'''

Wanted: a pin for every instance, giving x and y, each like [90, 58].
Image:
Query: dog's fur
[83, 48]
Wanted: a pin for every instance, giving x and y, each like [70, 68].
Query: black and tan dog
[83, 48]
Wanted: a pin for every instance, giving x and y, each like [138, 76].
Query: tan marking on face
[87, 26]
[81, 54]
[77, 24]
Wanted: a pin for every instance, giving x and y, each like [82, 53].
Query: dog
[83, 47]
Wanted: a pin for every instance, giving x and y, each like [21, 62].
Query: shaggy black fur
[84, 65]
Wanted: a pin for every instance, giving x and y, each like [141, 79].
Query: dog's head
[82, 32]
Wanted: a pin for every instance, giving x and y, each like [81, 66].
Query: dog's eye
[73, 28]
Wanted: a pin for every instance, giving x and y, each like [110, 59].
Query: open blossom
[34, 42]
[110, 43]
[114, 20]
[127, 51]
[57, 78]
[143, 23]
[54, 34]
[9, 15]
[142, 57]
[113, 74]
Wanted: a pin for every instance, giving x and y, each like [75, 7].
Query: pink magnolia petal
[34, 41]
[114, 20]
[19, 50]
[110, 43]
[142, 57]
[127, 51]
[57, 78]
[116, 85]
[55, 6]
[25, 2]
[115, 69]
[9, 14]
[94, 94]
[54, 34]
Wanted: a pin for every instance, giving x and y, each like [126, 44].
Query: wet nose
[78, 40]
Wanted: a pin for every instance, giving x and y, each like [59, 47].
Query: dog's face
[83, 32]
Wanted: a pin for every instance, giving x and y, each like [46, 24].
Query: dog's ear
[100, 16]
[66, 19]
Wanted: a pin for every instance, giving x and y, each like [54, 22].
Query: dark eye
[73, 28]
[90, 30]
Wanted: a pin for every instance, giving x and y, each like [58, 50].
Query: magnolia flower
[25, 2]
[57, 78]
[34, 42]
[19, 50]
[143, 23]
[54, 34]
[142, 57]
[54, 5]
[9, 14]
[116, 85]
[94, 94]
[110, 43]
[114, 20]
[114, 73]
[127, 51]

'''

#### [Task statement]
The expected output is a verbatim retyping of each line from the one with "like [21, 62]." to the end of the listing above, with both end lines kept and nothing added.

#### [Answer space]
Wanted: a pin for every instance, giving x and y, each like [21, 62].
Query: shaggy black fur
[84, 65]
Wanted: a pin for every instance, giving x and y, each like [141, 79].
Query: dog's head
[82, 32]
Wanted: a pin for every instance, giving x and y, each like [81, 66].
Query: dog's eye
[73, 28]
Wanted: a pin for every instance, giving x and y, each like [110, 59].
Query: open blossom
[34, 42]
[110, 43]
[114, 20]
[127, 51]
[57, 78]
[143, 23]
[54, 34]
[9, 15]
[142, 57]
[113, 74]
Wanted: a pin for every instance, giving x and y, each like [75, 7].
Query: pink magnolia petal
[34, 41]
[114, 20]
[19, 50]
[110, 43]
[142, 57]
[127, 51]
[57, 78]
[116, 85]
[55, 6]
[25, 2]
[115, 69]
[9, 14]
[94, 94]
[54, 34]
Wanted: a pin for every instance, giving x and y, each like [126, 44].
Query: wet nose
[78, 40]
Wanted: a pin for every instance, giving x and y, each like [59, 47].
Query: dog's face
[83, 32]
Wanted: a pin for every instance, giving x and y, each like [46, 24].
Query: dog's ear
[100, 16]
[66, 19]
Wanted: a pin for every instance, giving x and y, each like [54, 22].
Query: dark eye
[73, 28]
[90, 30]
Wanted: a pin for every instance, giving x and y, each like [58, 50].
Query: magnolia flower
[25, 2]
[57, 78]
[34, 42]
[19, 50]
[143, 23]
[54, 34]
[142, 57]
[54, 5]
[9, 14]
[116, 85]
[94, 94]
[110, 43]
[114, 20]
[114, 73]
[127, 51]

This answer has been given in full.